*Problem to work on*:
In the email below, how many positive rights does Aigrain's list contain?

*Extract to read*:
- - -
Re: [ox-en] positive intellectual rights
- From: Stefan Merten <smerten oekonux.de>
- Date: Sat, 27 Apr 2002 22:01:33 +0200
Hi Graham and all!
Last week (11 days ago) Graham Seaman wrote:
Phillippe Aigrain has an excellent article on 'positive intellectual
rights' (well, maybe it's old news, but I hadn't seen it before):
http://opensource.mit.edu/papers/aigrain.pdf
I speed-read it. It's indeed an interesting paper. Also interesting
seems the background of the author:
Philippe Aigrain is Head of Sector "Software Technologies" in the
unit "Technologies and Engineering for Software, Systems and
Services" of the European Commission Information Society
Technologies R&D Programme, in which he is in charge of actions in
support to free / open source software and related innovation.
That's an example for someone who is "infected" by the idea of Free
Software bringing the idea to bodies which are far from being
"natural" allies of the Free Software movement.
Basically he's saying that rather than just defending old rights against
new IP laws, we should be proposing positive alternatives. He has a list
of 8 positive rights, all of which sound absolutely spot-on to me.
I think this argument is very relevant to Oekonux, for a number of
reasons:
1. Oekonux argues that physical production will become less important than
software-like production. In any system, what production is based on is
always what the majority of law ends up being about (and you can already
see it coming in the endless license-related arguments around software)
Good point!
What 'IP' laws would be needed in a gpl-society? I think Phillipe
Aigrain's list is an excellent start.
Definitely - as long as we are still talking of what we know as rights
today.
2. Free software ends up fighting from a permanently defensive position
against new laws (from the DMCA through longert and longer acronyms...).
After all RMS once started out with a vision far beyond software.
However, that's the past it seems :-( (taking aside Oekonux of course
:-) ).
It's hard to be successful, even at being defensive, when defensive is all
you are. It would be much easier if the defense was based round an idea
of an alternative - maybe not possible for now, but something to work
towards.
Very important point! If you are in the situation feeling the need to
defend yourself you kind of lost the battle already. Personally I
think the most important point is to provide a positive vision being
not too far from reality. In Oekonux we're trying to explore how this
vision might look like.
- - -
Records from a data source:
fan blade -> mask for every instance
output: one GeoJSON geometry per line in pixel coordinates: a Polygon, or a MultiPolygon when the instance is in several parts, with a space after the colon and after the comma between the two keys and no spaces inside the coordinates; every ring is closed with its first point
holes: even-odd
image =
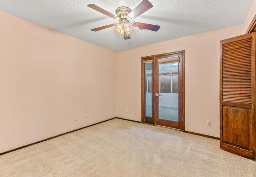
{"type": "Polygon", "coordinates": [[[127,35],[126,34],[126,33],[124,32],[124,40],[129,39],[131,39],[131,37],[130,35],[127,35]]]}
{"type": "Polygon", "coordinates": [[[118,17],[112,14],[110,12],[108,12],[106,10],[100,8],[100,7],[96,6],[95,4],[89,4],[87,6],[89,8],[92,8],[92,9],[94,9],[95,10],[97,10],[100,13],[106,15],[107,16],[108,16],[110,17],[113,18],[118,18],[118,17]]]}
{"type": "Polygon", "coordinates": [[[134,19],[152,7],[153,4],[150,2],[143,0],[128,15],[128,17],[134,19]]]}
{"type": "Polygon", "coordinates": [[[157,31],[158,30],[159,30],[159,28],[160,28],[160,26],[158,26],[158,25],[151,25],[150,24],[144,24],[143,23],[136,22],[134,22],[132,23],[135,24],[134,26],[136,27],[154,31],[157,31]]]}
{"type": "Polygon", "coordinates": [[[92,29],[91,30],[93,31],[98,31],[101,30],[108,28],[112,27],[114,26],[114,24],[110,24],[108,25],[105,25],[105,26],[101,26],[100,27],[92,29]]]}

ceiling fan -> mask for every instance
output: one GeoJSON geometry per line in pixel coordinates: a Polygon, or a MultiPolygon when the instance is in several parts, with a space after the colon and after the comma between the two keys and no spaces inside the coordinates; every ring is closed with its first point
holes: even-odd
{"type": "Polygon", "coordinates": [[[115,27],[115,31],[119,35],[122,36],[122,39],[128,39],[131,38],[130,34],[132,33],[132,26],[157,31],[160,28],[160,26],[144,24],[138,22],[131,22],[130,21],[140,16],[148,10],[153,7],[153,5],[148,0],[143,0],[133,10],[127,7],[119,7],[116,10],[116,16],[100,8],[95,4],[89,4],[88,7],[97,10],[107,16],[119,21],[117,24],[112,24],[91,30],[97,31],[113,26],[115,27]]]}

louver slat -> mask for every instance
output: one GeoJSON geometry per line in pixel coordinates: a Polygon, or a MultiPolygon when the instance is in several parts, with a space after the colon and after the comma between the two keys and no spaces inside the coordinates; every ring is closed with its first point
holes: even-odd
{"type": "Polygon", "coordinates": [[[222,101],[252,103],[252,38],[222,46],[222,101]]]}

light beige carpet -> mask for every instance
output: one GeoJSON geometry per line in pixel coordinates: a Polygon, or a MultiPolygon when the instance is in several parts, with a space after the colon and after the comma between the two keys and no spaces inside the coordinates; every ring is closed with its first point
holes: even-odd
{"type": "Polygon", "coordinates": [[[0,177],[256,176],[218,140],[119,119],[0,156],[0,177]]]}

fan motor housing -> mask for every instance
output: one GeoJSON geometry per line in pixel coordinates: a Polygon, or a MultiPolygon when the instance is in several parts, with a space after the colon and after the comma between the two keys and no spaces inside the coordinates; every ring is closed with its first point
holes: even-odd
{"type": "Polygon", "coordinates": [[[126,18],[126,17],[131,12],[132,10],[127,7],[119,7],[116,10],[116,14],[120,19],[126,18]]]}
- - -
*Expected output*:
Eight.